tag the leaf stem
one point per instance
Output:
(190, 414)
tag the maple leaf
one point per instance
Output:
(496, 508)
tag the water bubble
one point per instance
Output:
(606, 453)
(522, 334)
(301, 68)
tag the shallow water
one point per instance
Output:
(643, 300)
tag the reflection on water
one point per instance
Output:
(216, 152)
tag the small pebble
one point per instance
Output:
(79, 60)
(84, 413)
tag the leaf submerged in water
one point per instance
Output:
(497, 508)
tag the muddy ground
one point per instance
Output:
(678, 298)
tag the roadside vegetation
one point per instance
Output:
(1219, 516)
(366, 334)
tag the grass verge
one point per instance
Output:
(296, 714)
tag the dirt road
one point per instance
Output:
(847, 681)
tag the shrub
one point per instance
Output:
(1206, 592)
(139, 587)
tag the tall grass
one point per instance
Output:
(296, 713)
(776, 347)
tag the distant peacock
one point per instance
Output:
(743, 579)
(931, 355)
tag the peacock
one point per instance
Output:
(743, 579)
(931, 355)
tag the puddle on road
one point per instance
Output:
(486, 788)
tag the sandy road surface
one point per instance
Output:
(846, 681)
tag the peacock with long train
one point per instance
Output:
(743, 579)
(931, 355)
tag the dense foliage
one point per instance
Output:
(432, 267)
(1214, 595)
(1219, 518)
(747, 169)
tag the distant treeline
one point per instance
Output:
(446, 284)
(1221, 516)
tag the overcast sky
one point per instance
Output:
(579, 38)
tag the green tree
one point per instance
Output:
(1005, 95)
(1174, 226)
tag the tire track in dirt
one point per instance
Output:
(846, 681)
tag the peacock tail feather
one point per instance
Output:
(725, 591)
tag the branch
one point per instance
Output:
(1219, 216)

▶ [INSTRUCTIONS FOR THE TASK]
A full, exact copy of the entries is required. Return it.

▶ [PROBLEM SOLUTION]
tag the leaf stem
one point per instance
Output:
(190, 414)
tag the maple leaf
one point per instance
Output:
(496, 508)
tag the water bubble
one point per instance
Output:
(606, 453)
(522, 334)
(301, 68)
tag the shallow water
one point per instance
Output:
(643, 300)
tag the reflection on water
one point per instance
Output:
(216, 152)
tag the small pebble
one point per instance
Output:
(79, 60)
(84, 413)
tag the leaf submerged in water
one point per instance
Output:
(497, 508)
tag the muddy ground
one point per instance
Output:
(678, 298)
tag the roadside vegetation
one point per instance
Output:
(1219, 516)
(366, 334)
tag the grass verge
one point per instance
Output:
(296, 714)
tag the dirt road
one point per instance
Output:
(847, 681)
tag the shrub
one point per instance
Output:
(1206, 592)
(139, 587)
tag the tall grass
one point per instance
Output:
(296, 713)
(776, 347)
tag the distant peacock
one point per instance
Output:
(743, 579)
(931, 355)
tag the peacock
one point per instance
Output:
(743, 579)
(931, 355)
tag the puddle on road
one point per instance
Output:
(486, 788)
tag the sandy road surface
one point per instance
Output:
(846, 681)
tag the peacock with long train
one point per instance
Output:
(743, 579)
(931, 355)
tag the dense foliage
one point per instance
Output:
(432, 267)
(1214, 595)
(1219, 518)
(747, 169)
tag the distant treeline
one point per instance
Output:
(446, 284)
(1221, 516)
tag the overcast sky
one point per instance
Output:
(579, 38)
tag the green tree
one point per instance
Output:
(1005, 95)
(1174, 226)
tag the tire track in dirt
one point per instance
Output:
(846, 681)
tag the peacock tail feather
one point per instance
Output:
(725, 591)
tag the branch
one point per instance
Output:
(1219, 216)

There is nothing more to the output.